▸ Direction 1
List the substantive amendments that the CSA made to the 2006 Instrument and Policy, according to the soft dollar article.

Canada: CSA Publish Revised Rules On Soft Dollar Arrangements

On January 11, 2008, the Canadian Securities Administrators (CSA) published a revised version of National Instrument 23-102 Use of Client Brokerage Commissions as Payment for Order Execution Services or Research Services (the Instrument) as well as Companion Policy 23-102 CP (the Policy). The Instrument and Policy were originally published in July 2006 (the 2006 Instrument and Policy) [See Stikeman Elliott Securities Law Update of August 2006]. In response to numerous comments received, the CSA has made substantive amendments to the 2006 Instrument and Policy by limiting the application of the Instrument, broadening the definition of permitted services that may be paid for by soft dollars and relaxing the disclosure requirements.

The Instrument and Policy seek to regulate soft dollars arrangements across Canada, stipulating the types of goods and services that may be acquired with brokerage commissions and prescribing related disclosure requirements. The Instrument and Policy apply to registered advisers, who obtain the goods and services, and to registered dealers, who accept the brokerage commissions.

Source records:

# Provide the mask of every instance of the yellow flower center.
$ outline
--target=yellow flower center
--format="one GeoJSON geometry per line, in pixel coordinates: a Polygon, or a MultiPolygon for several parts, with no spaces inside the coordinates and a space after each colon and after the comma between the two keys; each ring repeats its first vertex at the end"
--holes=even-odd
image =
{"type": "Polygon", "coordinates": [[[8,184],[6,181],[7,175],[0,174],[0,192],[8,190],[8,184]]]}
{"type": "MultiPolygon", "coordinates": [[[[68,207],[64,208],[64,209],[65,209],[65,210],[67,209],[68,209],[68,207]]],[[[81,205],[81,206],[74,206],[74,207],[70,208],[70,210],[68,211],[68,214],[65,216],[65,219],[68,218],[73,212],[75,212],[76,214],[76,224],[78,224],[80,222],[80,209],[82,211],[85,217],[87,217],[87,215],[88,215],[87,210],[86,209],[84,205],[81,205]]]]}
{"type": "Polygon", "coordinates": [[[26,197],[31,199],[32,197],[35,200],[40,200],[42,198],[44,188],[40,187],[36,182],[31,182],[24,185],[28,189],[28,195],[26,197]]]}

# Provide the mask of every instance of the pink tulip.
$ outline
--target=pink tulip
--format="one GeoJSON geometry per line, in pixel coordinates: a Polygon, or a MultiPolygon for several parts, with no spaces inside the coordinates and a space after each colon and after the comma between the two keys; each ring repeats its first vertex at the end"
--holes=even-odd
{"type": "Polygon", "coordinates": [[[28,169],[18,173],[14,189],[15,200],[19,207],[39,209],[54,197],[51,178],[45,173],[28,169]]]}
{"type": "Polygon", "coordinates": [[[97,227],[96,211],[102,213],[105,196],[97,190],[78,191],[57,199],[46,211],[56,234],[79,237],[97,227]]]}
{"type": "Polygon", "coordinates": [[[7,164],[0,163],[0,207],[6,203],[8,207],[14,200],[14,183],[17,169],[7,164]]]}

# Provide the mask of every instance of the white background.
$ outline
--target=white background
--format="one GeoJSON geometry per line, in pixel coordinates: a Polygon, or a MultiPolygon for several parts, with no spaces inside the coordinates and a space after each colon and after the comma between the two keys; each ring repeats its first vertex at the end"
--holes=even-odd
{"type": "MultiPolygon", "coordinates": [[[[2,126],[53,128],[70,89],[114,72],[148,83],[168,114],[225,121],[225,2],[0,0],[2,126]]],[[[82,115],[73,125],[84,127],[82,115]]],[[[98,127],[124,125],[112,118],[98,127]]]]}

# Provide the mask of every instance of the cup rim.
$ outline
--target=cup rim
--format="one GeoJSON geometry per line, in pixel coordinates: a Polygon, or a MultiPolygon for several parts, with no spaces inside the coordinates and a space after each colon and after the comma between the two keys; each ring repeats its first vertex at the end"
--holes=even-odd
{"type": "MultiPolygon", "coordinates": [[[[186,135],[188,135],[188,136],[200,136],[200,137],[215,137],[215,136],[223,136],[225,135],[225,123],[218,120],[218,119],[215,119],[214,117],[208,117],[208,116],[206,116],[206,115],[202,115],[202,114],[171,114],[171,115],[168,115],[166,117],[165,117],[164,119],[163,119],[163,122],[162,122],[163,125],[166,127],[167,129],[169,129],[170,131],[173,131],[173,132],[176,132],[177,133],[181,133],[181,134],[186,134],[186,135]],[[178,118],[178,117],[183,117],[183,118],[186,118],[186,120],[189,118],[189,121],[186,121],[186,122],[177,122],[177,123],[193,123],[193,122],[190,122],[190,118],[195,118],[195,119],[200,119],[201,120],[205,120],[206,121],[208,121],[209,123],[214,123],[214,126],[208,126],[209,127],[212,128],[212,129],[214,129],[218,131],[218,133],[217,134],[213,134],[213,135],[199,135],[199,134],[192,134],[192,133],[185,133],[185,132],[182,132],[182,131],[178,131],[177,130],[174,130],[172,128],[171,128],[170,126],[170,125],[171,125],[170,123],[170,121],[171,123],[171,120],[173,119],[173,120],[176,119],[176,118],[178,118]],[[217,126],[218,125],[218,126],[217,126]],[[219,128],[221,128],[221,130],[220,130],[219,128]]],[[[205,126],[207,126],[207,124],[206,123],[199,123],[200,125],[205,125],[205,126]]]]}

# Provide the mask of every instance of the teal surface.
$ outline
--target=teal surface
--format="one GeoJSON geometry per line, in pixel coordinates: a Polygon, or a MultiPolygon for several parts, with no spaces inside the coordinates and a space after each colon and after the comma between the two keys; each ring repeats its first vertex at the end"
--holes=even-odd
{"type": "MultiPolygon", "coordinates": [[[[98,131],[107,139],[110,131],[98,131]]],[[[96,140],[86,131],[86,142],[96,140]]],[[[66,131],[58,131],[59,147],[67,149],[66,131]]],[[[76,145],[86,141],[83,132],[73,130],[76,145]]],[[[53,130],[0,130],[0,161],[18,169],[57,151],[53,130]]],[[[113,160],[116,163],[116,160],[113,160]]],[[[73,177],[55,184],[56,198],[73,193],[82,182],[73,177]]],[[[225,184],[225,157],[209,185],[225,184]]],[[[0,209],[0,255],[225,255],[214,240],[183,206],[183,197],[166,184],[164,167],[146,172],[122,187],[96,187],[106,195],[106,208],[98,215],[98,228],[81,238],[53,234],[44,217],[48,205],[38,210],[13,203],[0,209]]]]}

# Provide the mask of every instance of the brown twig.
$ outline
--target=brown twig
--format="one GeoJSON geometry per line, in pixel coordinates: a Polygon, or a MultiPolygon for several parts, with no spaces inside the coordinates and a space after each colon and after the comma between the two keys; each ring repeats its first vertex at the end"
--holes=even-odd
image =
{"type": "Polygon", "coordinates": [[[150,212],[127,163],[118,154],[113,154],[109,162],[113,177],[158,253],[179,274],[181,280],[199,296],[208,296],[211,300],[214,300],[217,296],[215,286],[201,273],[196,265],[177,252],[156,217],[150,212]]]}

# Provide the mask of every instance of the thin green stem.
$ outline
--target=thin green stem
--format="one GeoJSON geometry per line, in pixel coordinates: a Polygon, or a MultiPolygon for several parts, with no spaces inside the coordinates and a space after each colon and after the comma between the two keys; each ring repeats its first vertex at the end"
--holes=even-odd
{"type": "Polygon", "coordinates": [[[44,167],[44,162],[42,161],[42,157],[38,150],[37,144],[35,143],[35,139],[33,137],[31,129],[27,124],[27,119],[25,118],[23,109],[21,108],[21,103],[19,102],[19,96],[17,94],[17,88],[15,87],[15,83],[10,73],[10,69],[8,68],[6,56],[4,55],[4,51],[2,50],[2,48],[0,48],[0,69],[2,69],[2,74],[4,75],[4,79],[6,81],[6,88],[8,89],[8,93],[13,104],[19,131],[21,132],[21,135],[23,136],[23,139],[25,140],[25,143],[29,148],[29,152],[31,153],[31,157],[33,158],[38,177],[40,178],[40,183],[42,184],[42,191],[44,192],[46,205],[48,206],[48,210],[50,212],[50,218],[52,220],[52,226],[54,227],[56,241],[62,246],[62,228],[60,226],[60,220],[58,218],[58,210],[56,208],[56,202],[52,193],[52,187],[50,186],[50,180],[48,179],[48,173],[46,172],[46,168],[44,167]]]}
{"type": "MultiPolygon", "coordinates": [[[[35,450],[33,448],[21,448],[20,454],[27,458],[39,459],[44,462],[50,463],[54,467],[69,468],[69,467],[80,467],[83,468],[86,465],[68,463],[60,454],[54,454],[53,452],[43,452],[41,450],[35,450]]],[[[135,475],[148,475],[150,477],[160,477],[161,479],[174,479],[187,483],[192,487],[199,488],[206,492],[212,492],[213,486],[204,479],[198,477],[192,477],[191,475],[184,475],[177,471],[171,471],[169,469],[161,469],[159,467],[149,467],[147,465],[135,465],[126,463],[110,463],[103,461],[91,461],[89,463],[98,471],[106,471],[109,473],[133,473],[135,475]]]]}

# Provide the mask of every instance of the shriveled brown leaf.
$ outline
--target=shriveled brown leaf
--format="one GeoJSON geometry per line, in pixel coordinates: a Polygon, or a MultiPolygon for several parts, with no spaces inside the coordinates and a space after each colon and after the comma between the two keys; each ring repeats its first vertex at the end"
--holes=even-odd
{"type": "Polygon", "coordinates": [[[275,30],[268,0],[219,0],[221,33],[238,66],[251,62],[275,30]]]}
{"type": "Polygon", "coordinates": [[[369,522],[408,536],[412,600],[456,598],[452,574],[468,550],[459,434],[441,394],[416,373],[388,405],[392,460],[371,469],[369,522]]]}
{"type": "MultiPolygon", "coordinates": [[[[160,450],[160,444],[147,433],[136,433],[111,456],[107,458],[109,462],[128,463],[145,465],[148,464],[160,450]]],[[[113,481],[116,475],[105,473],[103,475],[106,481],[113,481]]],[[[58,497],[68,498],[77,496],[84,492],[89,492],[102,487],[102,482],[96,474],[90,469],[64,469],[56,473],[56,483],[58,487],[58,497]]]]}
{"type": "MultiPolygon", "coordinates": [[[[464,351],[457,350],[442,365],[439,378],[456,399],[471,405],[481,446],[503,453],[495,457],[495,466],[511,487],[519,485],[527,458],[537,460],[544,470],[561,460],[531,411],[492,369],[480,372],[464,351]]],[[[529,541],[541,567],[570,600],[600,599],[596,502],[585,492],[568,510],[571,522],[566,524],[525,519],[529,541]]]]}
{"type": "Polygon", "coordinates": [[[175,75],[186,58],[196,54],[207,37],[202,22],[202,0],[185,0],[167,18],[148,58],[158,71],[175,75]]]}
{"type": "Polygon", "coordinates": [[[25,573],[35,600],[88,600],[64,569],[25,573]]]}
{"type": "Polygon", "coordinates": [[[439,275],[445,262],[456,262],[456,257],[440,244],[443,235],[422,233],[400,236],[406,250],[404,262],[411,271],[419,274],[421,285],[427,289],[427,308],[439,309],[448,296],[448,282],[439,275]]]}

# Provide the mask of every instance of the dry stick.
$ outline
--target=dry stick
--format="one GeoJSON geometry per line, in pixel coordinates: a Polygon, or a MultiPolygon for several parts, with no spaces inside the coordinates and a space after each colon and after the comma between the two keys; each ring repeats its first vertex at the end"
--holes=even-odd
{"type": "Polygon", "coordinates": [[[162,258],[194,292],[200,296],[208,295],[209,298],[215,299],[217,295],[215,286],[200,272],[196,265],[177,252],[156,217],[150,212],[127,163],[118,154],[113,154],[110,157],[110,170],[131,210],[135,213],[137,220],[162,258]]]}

▸ Direction 2
In the records, substitute "brown branch" for "brown twig" in the lines from the line with "# Provide the mask of every instance of the brown" up to and including the line with "--target=brown twig". Return only those lines.

▸ Full output 1
- Limiting the application of the Instrument
- Broadening the definition of permitted services that may be paid for by soft dollars
- Relaxing the disclosure requirements

▸ Full output 2
# Provide the mask of every instance of the brown branch.
$ outline
--target=brown branch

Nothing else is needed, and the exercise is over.